> _GOAL_:
Reproduce the entire listing below, line for line, without changing anything.

--- start of DATASET ---

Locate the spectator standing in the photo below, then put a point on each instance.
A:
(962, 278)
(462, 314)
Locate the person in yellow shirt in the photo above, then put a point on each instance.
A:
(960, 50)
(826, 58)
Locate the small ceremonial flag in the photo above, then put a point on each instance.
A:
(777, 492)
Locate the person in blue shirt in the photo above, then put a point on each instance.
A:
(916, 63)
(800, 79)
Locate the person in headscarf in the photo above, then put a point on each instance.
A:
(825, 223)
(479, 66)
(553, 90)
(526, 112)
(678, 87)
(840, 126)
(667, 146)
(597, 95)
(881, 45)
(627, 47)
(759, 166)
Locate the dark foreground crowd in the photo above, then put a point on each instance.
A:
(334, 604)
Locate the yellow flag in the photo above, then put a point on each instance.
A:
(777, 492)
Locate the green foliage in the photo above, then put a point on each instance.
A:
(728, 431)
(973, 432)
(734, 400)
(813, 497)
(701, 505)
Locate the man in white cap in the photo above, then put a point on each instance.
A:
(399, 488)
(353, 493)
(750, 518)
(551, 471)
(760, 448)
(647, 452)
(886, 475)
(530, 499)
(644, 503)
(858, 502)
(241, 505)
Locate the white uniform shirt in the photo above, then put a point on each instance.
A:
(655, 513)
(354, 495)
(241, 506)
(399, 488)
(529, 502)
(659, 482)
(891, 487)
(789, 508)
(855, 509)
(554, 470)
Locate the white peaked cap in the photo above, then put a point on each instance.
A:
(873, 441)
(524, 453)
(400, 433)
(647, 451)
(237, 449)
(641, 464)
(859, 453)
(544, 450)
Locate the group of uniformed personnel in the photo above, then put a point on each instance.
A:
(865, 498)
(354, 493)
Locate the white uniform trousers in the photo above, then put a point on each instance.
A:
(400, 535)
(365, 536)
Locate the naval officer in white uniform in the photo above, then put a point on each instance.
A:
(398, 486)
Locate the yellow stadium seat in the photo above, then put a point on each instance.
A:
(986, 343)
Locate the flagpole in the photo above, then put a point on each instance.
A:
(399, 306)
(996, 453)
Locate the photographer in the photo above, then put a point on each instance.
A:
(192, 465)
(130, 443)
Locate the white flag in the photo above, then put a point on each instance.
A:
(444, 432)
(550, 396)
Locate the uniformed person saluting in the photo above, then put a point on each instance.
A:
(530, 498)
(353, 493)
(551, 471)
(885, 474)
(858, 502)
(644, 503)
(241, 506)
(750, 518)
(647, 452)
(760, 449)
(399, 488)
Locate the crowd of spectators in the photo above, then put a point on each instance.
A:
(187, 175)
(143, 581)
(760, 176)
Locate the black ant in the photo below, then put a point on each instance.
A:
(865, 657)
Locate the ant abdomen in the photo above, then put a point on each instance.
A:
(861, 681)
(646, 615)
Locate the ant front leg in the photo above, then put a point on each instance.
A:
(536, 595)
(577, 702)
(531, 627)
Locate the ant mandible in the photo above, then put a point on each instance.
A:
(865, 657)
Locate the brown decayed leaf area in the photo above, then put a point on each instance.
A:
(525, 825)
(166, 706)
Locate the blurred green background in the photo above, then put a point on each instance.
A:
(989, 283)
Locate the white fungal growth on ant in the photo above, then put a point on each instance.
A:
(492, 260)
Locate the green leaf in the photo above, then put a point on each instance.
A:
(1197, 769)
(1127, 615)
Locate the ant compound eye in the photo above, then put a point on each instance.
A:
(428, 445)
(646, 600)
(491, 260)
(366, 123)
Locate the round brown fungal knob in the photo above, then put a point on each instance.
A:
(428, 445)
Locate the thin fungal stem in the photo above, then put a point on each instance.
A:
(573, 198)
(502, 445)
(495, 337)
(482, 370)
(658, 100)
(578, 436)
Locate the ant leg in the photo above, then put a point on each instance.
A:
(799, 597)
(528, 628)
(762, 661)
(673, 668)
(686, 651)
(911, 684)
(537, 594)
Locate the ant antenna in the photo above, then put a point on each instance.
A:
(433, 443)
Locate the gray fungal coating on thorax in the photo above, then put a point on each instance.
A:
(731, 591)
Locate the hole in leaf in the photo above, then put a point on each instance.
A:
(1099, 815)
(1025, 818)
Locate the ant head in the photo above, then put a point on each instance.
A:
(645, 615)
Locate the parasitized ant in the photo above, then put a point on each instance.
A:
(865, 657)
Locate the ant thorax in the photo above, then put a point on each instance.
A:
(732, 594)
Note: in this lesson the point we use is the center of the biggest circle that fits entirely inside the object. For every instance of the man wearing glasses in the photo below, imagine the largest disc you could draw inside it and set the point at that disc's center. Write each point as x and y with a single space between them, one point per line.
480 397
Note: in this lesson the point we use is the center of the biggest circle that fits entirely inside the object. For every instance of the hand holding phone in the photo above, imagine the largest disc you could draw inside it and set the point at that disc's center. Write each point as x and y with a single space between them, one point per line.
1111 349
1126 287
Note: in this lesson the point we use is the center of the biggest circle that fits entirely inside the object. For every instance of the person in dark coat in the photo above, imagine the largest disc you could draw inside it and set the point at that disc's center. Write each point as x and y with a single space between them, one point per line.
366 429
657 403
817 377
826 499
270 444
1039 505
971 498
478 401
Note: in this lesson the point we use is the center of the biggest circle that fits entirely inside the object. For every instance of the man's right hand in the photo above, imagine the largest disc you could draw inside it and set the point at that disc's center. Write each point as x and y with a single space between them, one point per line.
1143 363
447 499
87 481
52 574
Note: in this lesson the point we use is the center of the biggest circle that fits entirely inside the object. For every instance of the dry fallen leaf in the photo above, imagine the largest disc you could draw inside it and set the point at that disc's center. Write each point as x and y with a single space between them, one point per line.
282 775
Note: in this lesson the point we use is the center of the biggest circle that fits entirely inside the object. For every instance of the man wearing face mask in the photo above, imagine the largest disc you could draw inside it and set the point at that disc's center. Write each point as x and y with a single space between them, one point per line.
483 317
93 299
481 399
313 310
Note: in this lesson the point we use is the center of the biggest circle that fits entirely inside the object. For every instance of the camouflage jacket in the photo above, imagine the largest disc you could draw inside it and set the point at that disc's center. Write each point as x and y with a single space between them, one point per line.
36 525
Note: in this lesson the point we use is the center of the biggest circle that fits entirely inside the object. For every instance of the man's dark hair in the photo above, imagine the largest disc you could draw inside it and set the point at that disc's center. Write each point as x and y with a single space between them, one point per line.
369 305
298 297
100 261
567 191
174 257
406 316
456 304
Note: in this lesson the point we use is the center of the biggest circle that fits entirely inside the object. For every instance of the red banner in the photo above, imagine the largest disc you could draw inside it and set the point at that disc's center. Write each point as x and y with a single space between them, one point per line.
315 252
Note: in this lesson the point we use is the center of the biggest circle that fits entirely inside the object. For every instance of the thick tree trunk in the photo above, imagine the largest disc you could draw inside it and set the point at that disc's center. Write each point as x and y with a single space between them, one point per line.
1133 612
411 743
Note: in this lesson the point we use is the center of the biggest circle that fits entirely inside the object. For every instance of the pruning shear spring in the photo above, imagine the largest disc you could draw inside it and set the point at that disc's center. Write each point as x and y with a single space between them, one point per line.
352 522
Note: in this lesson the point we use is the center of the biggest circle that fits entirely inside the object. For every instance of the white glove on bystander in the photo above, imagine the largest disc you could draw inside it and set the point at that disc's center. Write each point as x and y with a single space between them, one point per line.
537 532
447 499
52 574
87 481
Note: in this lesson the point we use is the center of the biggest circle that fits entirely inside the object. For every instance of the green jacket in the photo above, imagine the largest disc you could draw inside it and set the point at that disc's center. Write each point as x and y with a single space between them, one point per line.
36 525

--- end of DATASET ---

> _EXERCISE SOLUTION_:
Locate the spectator standing in the photo below, then put a point on each instance.
A:
(962, 278)
(462, 314)
Locate the person in yellow shirt in the photo above, then put a point on each instance.
A:
(960, 50)
(826, 58)
Locate the small ceremonial flag in the photo above, then put a point on each instance.
A:
(777, 492)
Locate the person in blue shirt in the photo above, then put a point on each instance.
A:
(916, 63)
(800, 79)
Locate the person in headscarf in the photo above, then put a point on each instance.
A:
(825, 223)
(479, 66)
(553, 90)
(526, 112)
(678, 87)
(840, 126)
(667, 146)
(597, 95)
(881, 45)
(627, 47)
(759, 166)
Locate the dark foreground crowd in the photo above, then put a point on each instance.
A:
(334, 604)
Locate the yellow flag in the photo above, then put a point on each instance.
A:
(777, 492)
Locate the green foliage in the photo above, then put a point on each instance.
A:
(728, 431)
(973, 432)
(734, 400)
(813, 497)
(701, 505)
Locate the man in white cap in the photo above, then put a point on each instance.
A:
(399, 488)
(353, 493)
(750, 518)
(551, 471)
(760, 448)
(647, 452)
(886, 475)
(530, 499)
(644, 503)
(858, 502)
(241, 505)
Locate the white uniform shirt in the photo above, then put a point on each instance.
A:
(655, 513)
(354, 495)
(241, 506)
(399, 488)
(529, 502)
(659, 482)
(891, 487)
(789, 508)
(855, 509)
(554, 470)
Locate the white peaked cap in the photo above, then put a point on each instance.
A:
(873, 441)
(524, 453)
(400, 433)
(647, 451)
(237, 449)
(641, 464)
(859, 453)
(544, 450)
Locate the group of uniformed personnel in the photo above, then put a point on each instance.
A:
(865, 498)
(354, 493)
Locate the white uniform trousers in the photo above, then put a point on each instance.
A:
(400, 535)
(365, 536)
Locate the naval officer in white uniform in the photo above, then put a point on each instance.
A:
(398, 486)
Locate the yellow stadium seat in the photo above, then put a point on each instance.
A:
(986, 343)
Locate the flagpole in the photo above, then put a point on each instance.
A:
(399, 306)
(996, 453)
Locate the photographer in the photo above, then put a point on each instance.
A:
(192, 465)
(130, 443)
Locate the white flag in the photo above, then put a point on each instance.
A:
(444, 432)
(550, 396)
Locate the uniformed person saluting in the photo above, then put a point on each instance.
A:
(530, 498)
(353, 493)
(551, 471)
(885, 474)
(858, 502)
(644, 503)
(241, 506)
(750, 518)
(647, 452)
(760, 449)
(399, 488)
Locate the crowd of spectators in the photo above, then put a point on each instance.
A:
(187, 175)
(143, 581)
(760, 176)
Locate the black ant in the photo below, then put a point on each instance.
A:
(865, 657)
Locate the ant abdomen in the photo above, then put a point on each instance.
A:
(861, 681)
(646, 615)
Locate the ant front leg in the photo above, then put a point on each instance.
A:
(536, 595)
(577, 702)
(531, 627)
Locate the ant mandible in the photo above, then put a point on each instance.
A:
(865, 657)
Locate the brown decayed leaf area in the photo above, then put a point on each instance.
A:
(525, 825)
(166, 706)
Locate the blurred green background in the photo above, then put a point on each instance.
A:
(989, 283)
Locate the white fungal growth on ant in the photo above, then put a point on each instance.
A:
(492, 260)
Locate the green leaf in the photo above, then put a point on each instance.
A:
(1197, 769)
(1127, 615)
Locate the ant compound eye in the photo above, then put a point on each instance.
A:
(428, 445)
(646, 600)
(491, 260)
(366, 123)
Locate the round brown fungal knob in the photo above, then put a point on each instance.
A:
(428, 445)
Locate the thin fungal stem in the photo above, then put a point on each instance.
A:
(573, 198)
(502, 445)
(495, 337)
(482, 370)
(658, 100)
(578, 436)
Locate the ant leg in the photo above, then put a point on each instance.
A:
(799, 597)
(528, 628)
(762, 661)
(673, 668)
(686, 651)
(911, 684)
(537, 594)
Locate the ant antenna in the photo above, then put a point on each instance.
A:
(433, 443)
Locate the gray fungal coating on thorax in the photo above, then put a point on each instance.
A:
(731, 591)
Locate the hole in leaf in the photo above, then put a point on each instance.
A:
(1099, 815)
(1025, 818)
Locate the ant head in the photo above, then put a point on each instance.
A:
(645, 615)
Locate the parasitized ant in the photo above, then put a point on each instance.
A:
(865, 657)
Locate the ant thorax in the photo above, then put a point on each instance.
A:
(732, 594)
Note: in this lesson the point we use is the center of the biggest circle that fits entirely inside the object. For every instance of the man wearing glasses in the photo below, imagine the largest disc you could draw inside it and set the point at that disc's center. Write each point as x and y with a single space between them, one point per line.
480 397
Note: in this lesson the point we use is the center of the biggest circle that fits entirely inside the object. For every instance of the hand holding phone in the photo above, imagine the largest disc you could draw inside it and set the point at that disc's center. Write each point as x and y with a single space between them, one point per line.
1111 349
1126 287
Note: in this lesson the point we use is the center of the biggest circle that fits entirely inside the object. For every instance of the person in dark coat in the photo above, imagine the largest disc you could draw inside it and set the point at that disc's center. Write each point as x and y with a single space between them, one point per line.
366 429
657 403
817 377
826 499
270 444
1039 505
971 498
478 401
Note: in this lesson the point we use is the center of the biggest circle that fits entirely inside the object. For every instance of the man's right hand in the photo above, imagine the largest disc you could draw inside it and set the point at that disc's center. Write each point as x and y with a single space between them, one point per line.
1143 363
447 499
87 481
52 574
Note: in this lesson the point we use is the center of the biggest circle that fits entirely inside the object. For every instance of the dry fallen leaf in the photo above, imagine the largest disc you could draw inside it and set the point at that disc's center. Write each point as x and y with a single space between them, one point per line.
282 775
Note: in this lesson the point we use is the center of the biggest circle that fits entirely inside the object. For every instance of the man wearing face mask in the photo above, imagine the largest disc you could draw inside it and set the point at that disc's center. Write each point as x and y with a single space between them, one point per line.
483 317
93 299
481 399
313 310
Note: in this lesson the point we use is the center of the biggest circle that fits entirely inside the object. For every instance of the camouflage jacket in the photo above, imagine the largest disc you could draw inside it and set the point at that disc's center. Write each point as x and y with a single space between them, one point per line.
36 525
Note: in this lesson the point we use is the center of the biggest circle that fits entirely inside the object. For every instance of the man's dark hair in the photo above, imagine the largest disc you could draw inside it and set the point at that disc's center. Write each point as x and y with a single space between them, one point per line.
369 305
298 297
100 261
567 191
174 257
406 316
456 304
Note: in this lesson the point we use is the center of the biggest circle that fits entirely inside the object. For every instance of the red banner in the photo above, imagine the largest disc you could draw inside it and set the point at that disc's center. Write each point as x and y with a single space between them, one point per line.
315 252
Note: in this lesson the point we use is the center of the biggest circle that fits entirely inside the object. For every instance of the thick tree trunk in the photo above, imagine the largest disc you could draw inside it and set the point at that disc's center. Write each point as x and y with a single space between them, one point per line.
1133 612
411 743
Note: in this lesson the point we use is the center of the biggest circle that fits entirely inside the object. For every instance of the pruning shear spring in the photo above, imagine the largest disc you could draw inside it and set the point at that disc's center. Write each point as x and y with a single space between them, one point per line.
352 522
Note: in this lesson the point we use is the center of the biggest circle that fits entirely inside the object. For every instance of the white glove on bystander in the photo above, imagine the largest disc you could draw inside it and set the point at that disc's center. Write each point as x and y with a single space between them, one point per line.
537 532
447 499
52 574
87 481
Note: in this lesson the point we use is the center of the biggest circle that fits entirely inside the object. For every instance of the green jacket in the photo above, imagine the largest disc you could draw inside it and set the point at that disc's center. Write each point as x and y with a single space between them, one point per line.
36 525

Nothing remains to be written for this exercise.